● **Information shown**:
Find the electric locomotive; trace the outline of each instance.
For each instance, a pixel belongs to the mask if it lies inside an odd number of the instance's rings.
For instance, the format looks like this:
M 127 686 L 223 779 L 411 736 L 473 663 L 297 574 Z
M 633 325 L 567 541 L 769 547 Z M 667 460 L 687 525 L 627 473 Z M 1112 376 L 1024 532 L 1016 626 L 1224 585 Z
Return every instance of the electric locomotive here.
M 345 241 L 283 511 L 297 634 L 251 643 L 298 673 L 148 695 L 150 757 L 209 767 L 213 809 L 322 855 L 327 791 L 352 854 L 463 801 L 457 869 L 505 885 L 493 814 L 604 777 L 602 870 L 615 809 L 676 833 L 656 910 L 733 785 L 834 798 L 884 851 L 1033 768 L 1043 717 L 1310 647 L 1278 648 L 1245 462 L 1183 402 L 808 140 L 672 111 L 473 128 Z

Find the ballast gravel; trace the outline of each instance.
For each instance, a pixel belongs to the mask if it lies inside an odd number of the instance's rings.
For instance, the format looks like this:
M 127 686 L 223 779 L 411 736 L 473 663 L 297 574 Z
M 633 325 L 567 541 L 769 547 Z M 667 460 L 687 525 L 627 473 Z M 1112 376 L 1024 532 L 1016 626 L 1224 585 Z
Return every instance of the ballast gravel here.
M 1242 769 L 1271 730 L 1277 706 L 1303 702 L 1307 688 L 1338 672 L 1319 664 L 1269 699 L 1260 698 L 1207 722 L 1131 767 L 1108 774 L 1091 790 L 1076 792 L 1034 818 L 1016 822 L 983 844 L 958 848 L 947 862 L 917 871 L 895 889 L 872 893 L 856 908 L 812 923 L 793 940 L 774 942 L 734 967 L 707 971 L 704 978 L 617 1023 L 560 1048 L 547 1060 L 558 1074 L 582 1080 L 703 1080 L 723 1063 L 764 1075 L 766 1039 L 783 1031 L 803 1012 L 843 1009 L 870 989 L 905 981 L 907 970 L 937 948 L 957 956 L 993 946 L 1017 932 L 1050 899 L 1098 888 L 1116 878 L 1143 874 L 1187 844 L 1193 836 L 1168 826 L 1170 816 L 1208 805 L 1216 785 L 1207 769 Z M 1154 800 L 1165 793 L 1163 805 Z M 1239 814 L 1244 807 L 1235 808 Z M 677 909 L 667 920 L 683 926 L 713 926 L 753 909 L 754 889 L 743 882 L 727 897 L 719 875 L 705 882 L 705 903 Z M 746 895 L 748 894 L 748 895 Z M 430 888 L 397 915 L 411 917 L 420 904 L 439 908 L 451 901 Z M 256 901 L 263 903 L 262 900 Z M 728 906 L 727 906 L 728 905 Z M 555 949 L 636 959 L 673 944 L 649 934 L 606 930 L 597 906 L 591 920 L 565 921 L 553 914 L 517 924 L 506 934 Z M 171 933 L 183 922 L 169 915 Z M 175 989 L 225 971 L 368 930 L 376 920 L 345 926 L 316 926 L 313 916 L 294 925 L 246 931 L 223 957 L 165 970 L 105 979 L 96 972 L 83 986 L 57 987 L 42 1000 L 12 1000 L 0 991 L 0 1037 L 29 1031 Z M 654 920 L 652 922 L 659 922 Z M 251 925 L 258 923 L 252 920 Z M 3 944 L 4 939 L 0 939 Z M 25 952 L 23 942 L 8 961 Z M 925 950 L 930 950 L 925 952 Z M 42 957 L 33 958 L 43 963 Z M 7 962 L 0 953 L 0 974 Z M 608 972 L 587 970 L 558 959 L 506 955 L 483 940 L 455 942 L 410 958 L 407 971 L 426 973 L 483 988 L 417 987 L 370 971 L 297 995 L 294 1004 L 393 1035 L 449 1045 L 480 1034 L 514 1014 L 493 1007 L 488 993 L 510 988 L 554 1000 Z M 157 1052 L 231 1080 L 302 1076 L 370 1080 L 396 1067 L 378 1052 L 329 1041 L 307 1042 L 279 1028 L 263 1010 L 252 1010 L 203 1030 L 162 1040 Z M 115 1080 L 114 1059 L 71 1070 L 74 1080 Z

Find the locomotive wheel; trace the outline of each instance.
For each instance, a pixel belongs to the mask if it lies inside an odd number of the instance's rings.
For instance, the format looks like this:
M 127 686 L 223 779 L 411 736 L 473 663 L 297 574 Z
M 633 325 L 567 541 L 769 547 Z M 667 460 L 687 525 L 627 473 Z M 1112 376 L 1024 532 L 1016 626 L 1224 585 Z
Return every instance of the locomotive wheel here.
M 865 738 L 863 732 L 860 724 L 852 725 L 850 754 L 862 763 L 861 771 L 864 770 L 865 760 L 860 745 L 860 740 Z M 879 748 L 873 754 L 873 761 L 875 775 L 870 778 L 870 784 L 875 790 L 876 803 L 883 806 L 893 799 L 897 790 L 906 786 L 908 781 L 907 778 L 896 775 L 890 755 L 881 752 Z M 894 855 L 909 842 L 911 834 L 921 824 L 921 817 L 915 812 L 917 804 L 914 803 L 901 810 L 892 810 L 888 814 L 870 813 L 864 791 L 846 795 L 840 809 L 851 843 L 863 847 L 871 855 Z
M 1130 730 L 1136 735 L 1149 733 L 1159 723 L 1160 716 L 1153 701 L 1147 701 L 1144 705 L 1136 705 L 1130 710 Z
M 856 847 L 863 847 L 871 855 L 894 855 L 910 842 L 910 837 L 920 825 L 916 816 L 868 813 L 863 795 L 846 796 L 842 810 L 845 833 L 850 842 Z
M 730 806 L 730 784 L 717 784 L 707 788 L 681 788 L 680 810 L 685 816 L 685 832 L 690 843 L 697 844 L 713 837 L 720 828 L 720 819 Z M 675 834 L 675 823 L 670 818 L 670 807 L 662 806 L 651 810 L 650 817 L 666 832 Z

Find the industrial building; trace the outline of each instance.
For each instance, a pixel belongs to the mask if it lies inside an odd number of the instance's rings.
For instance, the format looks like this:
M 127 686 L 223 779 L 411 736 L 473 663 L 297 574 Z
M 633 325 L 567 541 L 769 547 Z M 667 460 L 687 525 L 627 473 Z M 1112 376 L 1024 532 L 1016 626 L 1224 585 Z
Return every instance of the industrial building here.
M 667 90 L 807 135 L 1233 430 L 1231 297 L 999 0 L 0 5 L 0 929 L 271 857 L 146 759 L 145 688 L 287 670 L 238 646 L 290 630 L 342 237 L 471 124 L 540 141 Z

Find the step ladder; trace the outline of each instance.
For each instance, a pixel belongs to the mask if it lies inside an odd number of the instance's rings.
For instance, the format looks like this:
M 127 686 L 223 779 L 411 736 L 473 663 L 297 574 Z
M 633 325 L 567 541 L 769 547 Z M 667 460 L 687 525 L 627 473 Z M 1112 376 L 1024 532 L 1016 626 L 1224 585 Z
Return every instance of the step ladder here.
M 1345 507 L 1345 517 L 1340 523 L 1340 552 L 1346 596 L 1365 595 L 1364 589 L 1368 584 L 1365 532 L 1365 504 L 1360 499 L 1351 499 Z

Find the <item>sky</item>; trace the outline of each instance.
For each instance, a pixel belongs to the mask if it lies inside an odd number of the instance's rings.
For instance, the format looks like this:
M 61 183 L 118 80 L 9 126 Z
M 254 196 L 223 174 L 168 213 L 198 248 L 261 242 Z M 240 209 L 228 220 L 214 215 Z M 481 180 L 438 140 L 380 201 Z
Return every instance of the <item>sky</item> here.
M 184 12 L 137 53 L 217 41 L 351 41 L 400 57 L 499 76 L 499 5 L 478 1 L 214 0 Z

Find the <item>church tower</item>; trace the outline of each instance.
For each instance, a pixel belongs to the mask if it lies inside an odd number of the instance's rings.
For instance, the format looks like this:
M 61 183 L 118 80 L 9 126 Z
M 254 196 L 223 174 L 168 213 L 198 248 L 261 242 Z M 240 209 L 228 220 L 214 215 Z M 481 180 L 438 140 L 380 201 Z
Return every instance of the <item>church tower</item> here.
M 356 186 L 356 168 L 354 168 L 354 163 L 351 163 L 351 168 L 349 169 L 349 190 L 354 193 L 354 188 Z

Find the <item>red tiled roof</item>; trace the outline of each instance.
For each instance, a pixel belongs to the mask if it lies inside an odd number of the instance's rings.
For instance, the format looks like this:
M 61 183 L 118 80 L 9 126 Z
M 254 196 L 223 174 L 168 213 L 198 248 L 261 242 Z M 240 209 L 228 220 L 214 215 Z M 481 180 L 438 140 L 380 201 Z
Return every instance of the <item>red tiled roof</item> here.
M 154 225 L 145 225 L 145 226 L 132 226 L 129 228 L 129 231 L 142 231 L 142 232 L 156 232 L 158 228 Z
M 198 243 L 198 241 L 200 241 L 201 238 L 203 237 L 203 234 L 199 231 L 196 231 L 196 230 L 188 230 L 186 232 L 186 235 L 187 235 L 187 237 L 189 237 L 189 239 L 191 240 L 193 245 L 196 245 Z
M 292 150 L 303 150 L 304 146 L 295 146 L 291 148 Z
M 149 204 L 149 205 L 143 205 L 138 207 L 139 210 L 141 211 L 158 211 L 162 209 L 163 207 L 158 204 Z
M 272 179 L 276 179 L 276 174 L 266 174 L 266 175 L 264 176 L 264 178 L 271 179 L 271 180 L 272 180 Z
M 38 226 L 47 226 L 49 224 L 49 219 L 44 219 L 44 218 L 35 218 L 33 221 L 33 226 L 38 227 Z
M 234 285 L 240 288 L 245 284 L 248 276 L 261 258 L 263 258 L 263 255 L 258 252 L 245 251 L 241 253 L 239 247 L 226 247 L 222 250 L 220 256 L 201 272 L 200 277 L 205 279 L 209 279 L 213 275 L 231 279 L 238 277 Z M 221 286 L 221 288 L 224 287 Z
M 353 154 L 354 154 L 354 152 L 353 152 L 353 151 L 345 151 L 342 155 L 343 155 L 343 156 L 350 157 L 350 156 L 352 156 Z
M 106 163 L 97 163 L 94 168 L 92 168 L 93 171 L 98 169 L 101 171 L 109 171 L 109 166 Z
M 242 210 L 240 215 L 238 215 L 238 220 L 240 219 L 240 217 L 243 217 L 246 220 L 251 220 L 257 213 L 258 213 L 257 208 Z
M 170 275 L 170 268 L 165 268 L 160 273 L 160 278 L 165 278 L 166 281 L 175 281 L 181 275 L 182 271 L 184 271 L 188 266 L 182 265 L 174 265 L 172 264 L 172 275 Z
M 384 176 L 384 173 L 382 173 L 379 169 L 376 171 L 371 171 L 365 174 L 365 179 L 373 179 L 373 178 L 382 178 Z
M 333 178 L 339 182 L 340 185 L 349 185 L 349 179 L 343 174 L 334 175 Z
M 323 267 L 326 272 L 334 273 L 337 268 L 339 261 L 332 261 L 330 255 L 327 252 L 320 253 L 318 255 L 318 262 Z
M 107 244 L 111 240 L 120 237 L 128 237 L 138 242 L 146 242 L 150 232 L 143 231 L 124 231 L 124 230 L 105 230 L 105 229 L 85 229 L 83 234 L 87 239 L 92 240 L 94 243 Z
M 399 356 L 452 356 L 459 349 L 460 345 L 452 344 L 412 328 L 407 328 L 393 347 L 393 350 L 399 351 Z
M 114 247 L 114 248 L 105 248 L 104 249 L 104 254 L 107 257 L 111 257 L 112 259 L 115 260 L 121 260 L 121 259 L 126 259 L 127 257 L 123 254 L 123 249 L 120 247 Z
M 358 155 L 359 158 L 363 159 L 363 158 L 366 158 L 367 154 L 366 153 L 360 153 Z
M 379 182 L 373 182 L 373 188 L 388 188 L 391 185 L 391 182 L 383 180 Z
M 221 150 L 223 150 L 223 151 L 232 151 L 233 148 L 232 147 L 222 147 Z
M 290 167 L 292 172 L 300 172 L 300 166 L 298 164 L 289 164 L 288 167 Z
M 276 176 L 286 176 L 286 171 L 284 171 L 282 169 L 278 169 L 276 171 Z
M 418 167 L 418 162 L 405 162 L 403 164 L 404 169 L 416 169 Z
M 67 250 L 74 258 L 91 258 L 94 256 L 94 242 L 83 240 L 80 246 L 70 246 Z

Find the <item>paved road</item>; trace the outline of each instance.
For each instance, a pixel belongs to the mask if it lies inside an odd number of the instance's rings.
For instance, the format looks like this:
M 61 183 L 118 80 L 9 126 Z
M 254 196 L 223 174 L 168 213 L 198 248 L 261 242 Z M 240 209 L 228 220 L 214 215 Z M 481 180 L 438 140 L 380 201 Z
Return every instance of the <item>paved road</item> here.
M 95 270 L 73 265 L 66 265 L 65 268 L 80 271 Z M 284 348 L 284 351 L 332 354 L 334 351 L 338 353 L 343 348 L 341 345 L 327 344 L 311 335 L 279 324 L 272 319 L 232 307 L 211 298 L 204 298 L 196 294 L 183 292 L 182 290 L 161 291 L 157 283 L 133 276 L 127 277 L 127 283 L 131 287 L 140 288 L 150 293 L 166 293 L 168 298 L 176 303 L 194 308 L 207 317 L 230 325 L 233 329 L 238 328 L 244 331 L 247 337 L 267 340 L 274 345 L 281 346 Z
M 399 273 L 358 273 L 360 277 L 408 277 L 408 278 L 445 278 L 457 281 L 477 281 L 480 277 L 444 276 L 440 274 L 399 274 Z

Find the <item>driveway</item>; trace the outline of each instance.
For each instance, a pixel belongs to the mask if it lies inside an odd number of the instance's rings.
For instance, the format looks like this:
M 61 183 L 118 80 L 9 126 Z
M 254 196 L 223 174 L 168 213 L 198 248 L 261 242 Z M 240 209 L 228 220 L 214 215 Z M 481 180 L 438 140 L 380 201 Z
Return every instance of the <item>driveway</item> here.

● **Exercise description**: Some lines of the records may contain the string "driveway". State how many do, as a number alone.

● **Answer for this exercise**: 2